#### [Objective]
Return the line containing "target | white wall" and all lines after it exactly; stop at the end of the material.

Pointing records
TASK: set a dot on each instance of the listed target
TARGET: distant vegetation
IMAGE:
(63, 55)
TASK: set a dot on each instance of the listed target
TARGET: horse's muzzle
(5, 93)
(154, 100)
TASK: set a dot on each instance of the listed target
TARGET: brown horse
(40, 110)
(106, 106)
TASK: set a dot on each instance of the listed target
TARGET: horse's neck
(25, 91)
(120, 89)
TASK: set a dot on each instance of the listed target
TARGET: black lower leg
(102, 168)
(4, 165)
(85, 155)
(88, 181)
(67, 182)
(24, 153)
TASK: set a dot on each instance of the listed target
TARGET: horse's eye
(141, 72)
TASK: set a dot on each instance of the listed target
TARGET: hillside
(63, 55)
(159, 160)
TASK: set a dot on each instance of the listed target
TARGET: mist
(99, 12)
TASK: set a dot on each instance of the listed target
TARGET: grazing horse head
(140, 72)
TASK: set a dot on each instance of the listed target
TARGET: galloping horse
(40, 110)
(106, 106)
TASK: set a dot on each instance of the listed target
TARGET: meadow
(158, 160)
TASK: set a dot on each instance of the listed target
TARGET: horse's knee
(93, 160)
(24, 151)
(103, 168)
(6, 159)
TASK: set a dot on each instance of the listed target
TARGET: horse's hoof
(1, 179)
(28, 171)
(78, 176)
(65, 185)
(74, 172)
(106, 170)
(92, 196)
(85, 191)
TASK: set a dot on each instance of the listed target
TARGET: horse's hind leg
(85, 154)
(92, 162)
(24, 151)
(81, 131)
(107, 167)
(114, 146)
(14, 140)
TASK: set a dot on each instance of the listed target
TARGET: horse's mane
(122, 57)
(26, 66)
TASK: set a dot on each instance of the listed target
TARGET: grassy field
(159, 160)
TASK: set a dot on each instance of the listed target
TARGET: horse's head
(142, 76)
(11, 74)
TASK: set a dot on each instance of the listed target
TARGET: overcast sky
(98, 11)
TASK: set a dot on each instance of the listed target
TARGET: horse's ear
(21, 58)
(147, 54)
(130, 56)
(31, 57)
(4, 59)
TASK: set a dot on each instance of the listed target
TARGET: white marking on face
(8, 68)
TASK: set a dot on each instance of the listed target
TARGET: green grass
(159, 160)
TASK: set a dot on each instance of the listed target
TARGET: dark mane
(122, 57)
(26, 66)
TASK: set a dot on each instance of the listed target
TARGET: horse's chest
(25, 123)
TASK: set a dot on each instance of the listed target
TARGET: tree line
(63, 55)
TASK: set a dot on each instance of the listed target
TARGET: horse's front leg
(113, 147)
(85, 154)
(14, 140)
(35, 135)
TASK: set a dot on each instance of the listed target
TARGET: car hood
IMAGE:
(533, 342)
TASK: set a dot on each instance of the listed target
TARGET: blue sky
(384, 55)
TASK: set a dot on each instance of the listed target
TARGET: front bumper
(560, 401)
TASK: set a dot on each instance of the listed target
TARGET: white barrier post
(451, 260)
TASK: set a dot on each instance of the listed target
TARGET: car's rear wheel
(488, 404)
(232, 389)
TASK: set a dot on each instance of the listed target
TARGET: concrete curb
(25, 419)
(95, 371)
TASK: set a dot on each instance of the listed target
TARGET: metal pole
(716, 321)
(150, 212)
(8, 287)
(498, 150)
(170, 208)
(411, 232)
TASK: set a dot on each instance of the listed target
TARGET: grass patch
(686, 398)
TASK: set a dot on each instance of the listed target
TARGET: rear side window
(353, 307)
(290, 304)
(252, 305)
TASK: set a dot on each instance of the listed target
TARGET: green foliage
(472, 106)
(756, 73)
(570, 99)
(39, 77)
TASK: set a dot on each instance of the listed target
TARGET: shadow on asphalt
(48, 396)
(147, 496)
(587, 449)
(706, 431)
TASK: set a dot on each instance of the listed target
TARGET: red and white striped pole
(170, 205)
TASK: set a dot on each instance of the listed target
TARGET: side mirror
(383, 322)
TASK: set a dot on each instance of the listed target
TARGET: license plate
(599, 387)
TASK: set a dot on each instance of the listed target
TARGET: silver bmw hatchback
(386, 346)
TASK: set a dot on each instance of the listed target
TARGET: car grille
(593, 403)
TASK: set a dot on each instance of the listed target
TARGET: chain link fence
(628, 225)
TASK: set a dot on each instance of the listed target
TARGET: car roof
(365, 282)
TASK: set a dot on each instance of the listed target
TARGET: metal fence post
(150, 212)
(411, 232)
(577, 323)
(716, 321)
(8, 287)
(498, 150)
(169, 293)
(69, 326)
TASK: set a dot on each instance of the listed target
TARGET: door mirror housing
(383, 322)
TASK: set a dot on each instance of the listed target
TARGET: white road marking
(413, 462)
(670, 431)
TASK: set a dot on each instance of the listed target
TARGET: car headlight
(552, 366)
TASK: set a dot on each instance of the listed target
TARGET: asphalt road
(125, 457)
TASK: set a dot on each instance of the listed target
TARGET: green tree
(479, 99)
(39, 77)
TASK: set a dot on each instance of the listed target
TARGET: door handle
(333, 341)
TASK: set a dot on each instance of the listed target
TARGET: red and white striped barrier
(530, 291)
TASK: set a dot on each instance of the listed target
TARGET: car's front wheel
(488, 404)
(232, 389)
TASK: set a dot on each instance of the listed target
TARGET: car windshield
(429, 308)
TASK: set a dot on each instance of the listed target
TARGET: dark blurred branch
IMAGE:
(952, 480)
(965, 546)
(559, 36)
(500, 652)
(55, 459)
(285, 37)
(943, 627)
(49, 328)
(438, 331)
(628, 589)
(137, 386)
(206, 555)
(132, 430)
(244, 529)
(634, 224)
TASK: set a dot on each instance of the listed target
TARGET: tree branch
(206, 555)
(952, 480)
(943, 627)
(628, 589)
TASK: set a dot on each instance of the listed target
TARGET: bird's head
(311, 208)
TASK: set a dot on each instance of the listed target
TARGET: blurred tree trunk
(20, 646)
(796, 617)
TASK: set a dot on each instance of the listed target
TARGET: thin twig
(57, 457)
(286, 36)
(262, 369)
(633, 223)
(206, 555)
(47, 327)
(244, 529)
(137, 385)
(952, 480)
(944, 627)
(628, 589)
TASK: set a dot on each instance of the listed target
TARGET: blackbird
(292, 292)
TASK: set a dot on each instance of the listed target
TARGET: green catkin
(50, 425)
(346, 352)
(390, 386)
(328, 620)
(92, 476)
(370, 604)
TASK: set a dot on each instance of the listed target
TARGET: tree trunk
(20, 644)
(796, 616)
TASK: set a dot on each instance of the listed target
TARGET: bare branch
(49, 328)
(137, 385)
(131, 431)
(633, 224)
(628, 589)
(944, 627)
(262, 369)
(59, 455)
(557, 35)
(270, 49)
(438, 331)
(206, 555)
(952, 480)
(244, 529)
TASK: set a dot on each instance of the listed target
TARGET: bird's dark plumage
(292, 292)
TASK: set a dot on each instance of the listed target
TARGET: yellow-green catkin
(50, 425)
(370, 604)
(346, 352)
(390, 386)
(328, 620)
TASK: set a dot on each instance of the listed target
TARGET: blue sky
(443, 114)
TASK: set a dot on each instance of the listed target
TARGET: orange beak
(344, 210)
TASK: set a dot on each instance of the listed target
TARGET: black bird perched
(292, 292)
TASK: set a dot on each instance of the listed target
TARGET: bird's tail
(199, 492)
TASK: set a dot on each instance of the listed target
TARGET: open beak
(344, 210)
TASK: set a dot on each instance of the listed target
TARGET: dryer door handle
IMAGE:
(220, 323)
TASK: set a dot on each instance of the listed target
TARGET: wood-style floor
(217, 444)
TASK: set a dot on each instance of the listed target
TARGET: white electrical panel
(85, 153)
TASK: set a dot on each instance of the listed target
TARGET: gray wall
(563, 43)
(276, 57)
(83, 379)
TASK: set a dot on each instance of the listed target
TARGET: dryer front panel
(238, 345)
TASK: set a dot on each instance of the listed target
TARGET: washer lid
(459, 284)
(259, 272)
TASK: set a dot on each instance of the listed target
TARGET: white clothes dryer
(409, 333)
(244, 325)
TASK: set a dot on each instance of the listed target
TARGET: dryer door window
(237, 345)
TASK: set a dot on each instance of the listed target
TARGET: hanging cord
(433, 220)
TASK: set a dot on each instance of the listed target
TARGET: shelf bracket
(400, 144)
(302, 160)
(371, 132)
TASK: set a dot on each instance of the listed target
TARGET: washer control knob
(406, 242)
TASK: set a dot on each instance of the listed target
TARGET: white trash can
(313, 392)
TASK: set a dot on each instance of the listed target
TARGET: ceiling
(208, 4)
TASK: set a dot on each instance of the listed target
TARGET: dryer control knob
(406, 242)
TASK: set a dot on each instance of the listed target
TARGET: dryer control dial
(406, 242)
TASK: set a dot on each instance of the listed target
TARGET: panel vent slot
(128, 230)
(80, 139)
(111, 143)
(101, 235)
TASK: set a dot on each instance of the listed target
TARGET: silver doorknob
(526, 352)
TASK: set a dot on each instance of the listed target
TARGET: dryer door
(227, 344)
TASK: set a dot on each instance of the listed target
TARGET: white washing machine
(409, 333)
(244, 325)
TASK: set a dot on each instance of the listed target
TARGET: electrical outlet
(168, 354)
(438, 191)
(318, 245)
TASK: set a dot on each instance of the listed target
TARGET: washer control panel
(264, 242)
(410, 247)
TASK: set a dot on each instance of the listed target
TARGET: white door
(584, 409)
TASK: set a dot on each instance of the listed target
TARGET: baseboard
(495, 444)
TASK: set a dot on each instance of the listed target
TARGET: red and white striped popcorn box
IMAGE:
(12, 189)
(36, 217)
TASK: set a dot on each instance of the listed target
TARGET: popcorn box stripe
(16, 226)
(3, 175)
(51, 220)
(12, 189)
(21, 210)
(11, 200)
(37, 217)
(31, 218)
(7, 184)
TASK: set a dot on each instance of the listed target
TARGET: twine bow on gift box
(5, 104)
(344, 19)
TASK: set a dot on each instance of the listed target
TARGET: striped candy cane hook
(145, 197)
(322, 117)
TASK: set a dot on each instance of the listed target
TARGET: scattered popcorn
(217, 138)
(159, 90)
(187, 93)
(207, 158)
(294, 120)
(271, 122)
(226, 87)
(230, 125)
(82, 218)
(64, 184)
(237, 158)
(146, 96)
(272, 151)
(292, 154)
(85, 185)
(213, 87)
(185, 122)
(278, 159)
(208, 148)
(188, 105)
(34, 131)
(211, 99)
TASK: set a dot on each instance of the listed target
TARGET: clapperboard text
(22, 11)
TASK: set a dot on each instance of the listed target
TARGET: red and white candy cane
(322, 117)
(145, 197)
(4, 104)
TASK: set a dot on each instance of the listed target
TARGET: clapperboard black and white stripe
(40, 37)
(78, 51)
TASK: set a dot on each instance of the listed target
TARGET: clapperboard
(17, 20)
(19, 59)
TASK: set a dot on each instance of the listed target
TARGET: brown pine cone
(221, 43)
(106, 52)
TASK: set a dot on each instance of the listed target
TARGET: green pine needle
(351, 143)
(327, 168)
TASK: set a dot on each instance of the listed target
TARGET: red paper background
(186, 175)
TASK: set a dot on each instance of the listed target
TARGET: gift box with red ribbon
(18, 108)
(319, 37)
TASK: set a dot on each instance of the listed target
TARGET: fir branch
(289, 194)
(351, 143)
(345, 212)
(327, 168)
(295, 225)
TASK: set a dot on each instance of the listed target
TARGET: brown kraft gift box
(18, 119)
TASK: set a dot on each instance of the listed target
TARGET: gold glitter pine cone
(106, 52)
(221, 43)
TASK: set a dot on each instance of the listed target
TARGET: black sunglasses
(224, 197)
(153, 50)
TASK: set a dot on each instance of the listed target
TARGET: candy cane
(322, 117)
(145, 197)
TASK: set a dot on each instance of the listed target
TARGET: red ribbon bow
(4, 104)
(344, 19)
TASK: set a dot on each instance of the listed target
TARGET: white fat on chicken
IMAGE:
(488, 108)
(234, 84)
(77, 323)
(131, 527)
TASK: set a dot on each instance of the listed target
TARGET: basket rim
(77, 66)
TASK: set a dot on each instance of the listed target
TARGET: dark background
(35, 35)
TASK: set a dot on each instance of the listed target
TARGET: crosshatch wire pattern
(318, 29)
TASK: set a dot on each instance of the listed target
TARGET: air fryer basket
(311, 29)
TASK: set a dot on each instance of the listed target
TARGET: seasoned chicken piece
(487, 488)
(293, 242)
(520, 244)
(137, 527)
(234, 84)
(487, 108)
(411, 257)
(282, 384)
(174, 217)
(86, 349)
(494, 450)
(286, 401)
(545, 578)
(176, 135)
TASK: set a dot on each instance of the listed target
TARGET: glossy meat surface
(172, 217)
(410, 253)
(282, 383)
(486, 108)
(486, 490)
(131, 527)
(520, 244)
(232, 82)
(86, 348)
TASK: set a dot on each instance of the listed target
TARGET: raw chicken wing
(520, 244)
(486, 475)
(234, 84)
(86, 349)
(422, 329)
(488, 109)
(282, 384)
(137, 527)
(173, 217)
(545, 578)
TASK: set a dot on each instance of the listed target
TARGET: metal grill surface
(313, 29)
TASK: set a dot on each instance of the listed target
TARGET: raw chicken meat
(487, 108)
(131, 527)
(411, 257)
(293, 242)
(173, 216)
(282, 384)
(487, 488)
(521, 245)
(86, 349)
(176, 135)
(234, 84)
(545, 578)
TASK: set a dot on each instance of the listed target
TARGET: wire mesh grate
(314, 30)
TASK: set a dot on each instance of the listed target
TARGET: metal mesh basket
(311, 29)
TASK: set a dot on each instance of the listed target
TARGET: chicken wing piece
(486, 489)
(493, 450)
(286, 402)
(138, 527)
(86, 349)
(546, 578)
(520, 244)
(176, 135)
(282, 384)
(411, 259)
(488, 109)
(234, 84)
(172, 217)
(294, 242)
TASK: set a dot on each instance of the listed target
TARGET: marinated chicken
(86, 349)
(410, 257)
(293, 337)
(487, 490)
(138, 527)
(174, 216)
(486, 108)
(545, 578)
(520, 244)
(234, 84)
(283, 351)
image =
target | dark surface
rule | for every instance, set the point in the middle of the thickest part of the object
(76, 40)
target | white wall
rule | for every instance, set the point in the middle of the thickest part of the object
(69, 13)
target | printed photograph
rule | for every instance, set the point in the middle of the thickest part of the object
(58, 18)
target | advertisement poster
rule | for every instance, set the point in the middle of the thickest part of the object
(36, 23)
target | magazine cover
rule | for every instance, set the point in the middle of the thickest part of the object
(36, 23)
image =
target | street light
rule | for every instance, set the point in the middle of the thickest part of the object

#### [Output of the exercise]
target | white wall
rule | for every instance, set the point in the middle of the thickest part of the object
(69, 13)
target | printed photograph
rule | for every instance, set the point in the middle of the thickest part of the object
(58, 18)
target | advertisement poster
rule | for every instance, set the point in the middle of the thickest part of the object
(36, 23)
target | magazine cover
rule | for every instance, set the point in the middle of the thickest part of the object
(36, 23)
image =
target | street light
rule | for every instance, set the point in the middle of the thickest part of the object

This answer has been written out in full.